• [Your objective]:
Copy all of the rows below word for word, omitting the pictures.

• [Provided material]:
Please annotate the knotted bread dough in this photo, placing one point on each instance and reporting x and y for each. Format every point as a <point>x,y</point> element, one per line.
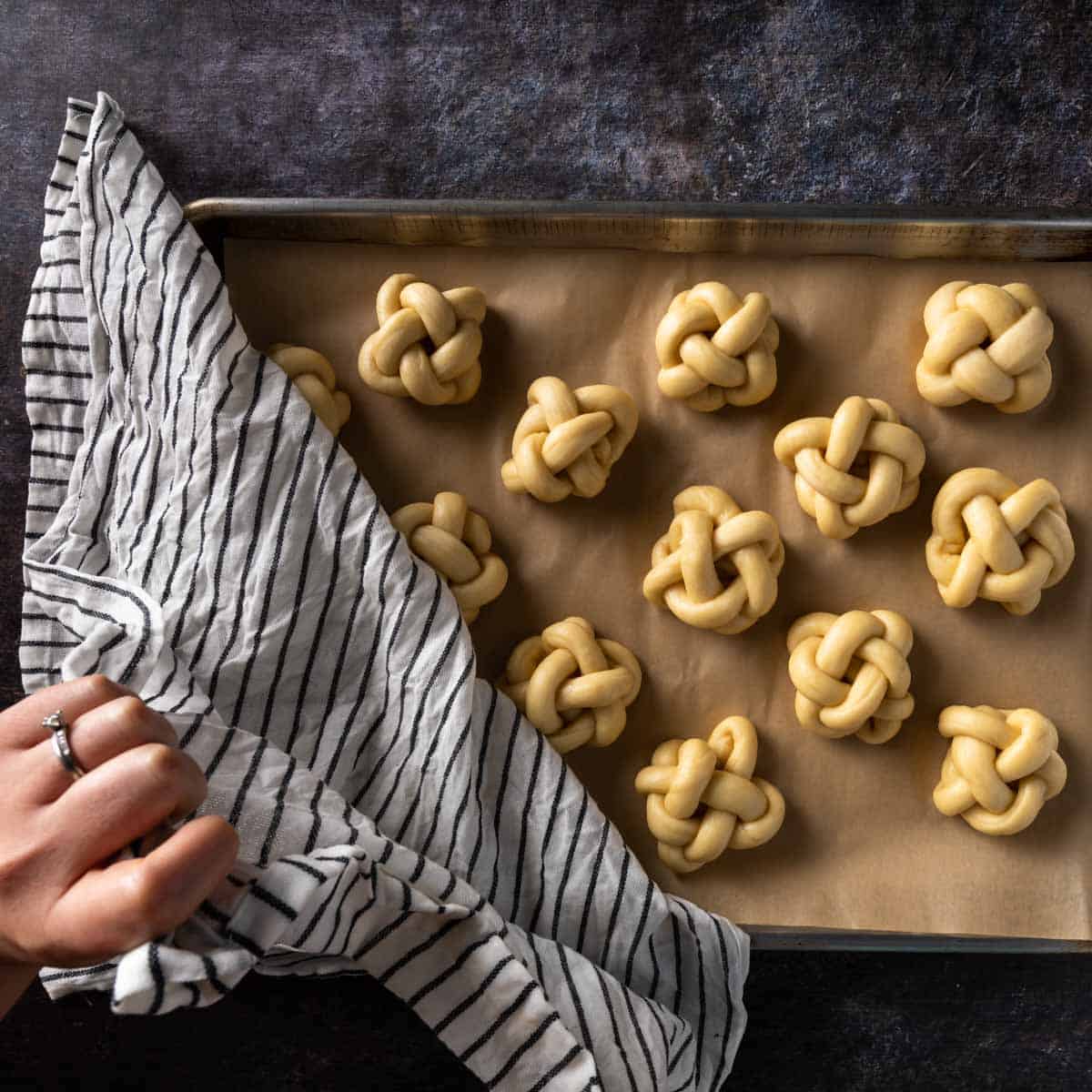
<point>715,349</point>
<point>710,540</point>
<point>572,686</point>
<point>987,343</point>
<point>427,344</point>
<point>456,541</point>
<point>703,797</point>
<point>994,540</point>
<point>314,376</point>
<point>854,469</point>
<point>567,440</point>
<point>851,672</point>
<point>993,751</point>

• [The answer]:
Please annotate the knotted bread dough in this photo, placing one point on each instance and reporting x and y for each. Format every point as a <point>x,y</point> element, one per line.
<point>715,349</point>
<point>710,540</point>
<point>572,686</point>
<point>987,343</point>
<point>427,344</point>
<point>456,541</point>
<point>703,797</point>
<point>994,540</point>
<point>314,376</point>
<point>854,469</point>
<point>567,440</point>
<point>851,672</point>
<point>993,751</point>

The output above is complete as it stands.